From the listing below, pull every line that contains the string "smartphone". Matching is case-sensitive.
____
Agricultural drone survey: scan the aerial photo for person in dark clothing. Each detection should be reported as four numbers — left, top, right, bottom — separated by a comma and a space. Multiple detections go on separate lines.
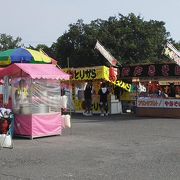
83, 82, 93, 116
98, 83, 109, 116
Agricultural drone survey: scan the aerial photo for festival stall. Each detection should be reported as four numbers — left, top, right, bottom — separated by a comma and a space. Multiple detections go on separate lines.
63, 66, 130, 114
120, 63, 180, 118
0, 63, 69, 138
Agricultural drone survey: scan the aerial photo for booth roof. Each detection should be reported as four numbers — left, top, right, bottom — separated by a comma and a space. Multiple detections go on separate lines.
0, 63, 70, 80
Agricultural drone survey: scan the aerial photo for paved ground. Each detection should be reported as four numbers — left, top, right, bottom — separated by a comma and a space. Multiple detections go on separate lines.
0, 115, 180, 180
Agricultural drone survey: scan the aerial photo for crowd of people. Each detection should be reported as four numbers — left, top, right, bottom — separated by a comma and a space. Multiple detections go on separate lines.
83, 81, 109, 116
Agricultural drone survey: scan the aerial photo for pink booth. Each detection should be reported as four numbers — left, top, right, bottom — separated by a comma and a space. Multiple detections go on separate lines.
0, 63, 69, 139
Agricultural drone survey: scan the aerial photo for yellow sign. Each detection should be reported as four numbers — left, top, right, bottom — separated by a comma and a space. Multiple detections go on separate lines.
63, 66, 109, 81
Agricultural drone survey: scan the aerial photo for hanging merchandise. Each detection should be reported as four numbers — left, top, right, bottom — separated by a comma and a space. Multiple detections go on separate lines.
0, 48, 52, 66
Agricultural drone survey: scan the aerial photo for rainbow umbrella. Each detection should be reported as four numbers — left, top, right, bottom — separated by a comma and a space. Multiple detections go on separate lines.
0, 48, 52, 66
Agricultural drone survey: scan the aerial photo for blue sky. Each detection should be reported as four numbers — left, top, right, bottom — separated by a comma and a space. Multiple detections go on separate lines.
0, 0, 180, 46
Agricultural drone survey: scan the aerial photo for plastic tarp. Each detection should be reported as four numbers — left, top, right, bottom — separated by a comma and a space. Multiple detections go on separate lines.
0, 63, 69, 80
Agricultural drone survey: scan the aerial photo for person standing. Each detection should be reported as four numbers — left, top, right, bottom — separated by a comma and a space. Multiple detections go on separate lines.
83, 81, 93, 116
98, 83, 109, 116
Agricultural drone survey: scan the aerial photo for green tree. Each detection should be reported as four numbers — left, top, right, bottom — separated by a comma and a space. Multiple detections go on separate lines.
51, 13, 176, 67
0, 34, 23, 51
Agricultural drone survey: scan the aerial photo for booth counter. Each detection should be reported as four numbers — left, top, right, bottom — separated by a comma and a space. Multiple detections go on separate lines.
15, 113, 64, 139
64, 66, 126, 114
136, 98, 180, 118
____
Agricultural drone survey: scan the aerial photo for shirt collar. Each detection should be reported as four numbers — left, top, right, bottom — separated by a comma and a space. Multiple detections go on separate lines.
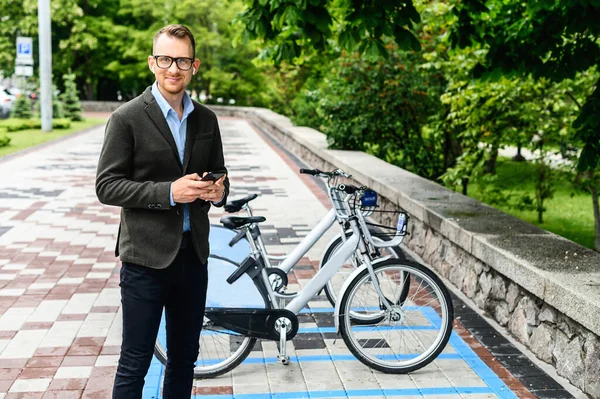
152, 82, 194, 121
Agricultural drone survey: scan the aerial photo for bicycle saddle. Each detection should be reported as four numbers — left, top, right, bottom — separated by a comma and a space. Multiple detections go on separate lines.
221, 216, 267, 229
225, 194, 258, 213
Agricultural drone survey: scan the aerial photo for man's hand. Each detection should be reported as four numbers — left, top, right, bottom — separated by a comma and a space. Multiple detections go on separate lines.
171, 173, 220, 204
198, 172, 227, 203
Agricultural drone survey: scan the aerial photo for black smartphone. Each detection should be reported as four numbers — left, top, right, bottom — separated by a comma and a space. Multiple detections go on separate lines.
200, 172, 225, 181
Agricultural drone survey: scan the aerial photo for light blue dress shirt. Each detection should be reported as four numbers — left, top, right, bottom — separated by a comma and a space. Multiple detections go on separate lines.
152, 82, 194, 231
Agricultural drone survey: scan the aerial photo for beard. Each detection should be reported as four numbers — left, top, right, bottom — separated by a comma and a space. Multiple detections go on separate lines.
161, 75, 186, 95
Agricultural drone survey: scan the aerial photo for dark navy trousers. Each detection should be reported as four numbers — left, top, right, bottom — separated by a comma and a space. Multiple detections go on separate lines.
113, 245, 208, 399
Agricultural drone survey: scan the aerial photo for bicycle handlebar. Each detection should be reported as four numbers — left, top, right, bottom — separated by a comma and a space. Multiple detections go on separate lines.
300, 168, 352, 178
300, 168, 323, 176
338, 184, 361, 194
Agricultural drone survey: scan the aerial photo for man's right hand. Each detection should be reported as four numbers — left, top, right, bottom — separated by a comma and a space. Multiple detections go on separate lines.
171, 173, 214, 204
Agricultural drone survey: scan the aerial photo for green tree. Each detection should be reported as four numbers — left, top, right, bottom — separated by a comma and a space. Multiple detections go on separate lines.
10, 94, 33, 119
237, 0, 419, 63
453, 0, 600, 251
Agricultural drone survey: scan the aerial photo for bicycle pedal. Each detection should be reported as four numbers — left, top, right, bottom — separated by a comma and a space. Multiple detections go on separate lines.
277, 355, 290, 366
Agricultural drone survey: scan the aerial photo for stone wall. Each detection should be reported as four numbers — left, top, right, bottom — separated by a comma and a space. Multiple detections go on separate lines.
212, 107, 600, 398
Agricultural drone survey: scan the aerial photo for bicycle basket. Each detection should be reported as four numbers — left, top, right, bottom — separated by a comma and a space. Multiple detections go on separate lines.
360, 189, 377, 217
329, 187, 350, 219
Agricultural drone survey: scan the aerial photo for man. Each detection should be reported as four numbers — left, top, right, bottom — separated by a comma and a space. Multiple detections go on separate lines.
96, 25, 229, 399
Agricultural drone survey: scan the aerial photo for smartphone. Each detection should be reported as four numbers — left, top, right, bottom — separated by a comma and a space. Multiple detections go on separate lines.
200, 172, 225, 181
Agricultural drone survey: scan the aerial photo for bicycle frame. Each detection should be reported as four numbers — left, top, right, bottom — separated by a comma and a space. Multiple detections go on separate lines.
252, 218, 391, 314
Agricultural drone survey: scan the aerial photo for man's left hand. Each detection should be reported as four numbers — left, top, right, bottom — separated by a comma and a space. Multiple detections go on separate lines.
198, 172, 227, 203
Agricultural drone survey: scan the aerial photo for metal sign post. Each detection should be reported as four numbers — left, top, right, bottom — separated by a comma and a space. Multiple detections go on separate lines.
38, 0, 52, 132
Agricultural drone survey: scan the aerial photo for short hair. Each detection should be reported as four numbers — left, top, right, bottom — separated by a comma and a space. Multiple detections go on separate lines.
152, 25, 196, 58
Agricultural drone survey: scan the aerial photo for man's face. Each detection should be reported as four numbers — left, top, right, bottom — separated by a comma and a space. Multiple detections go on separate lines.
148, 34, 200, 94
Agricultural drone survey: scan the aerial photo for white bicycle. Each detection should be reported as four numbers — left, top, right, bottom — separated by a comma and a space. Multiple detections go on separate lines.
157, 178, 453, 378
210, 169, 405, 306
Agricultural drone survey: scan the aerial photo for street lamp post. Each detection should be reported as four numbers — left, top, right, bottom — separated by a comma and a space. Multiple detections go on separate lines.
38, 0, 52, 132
____
### Task answer
Agricultural drone survey: scan the aerial photo for black smartphone. Each detection should be reported as four numbers — left, top, right, bottom — separated by a comma and a space. Multiple detections go on separate lines.
Agricultural drone survey: scan the aerial photo for smartphone. Each detection should be reported as four numbers — left, top, right, bottom — separated by a comma and a space. Multiple detections go on separate lines.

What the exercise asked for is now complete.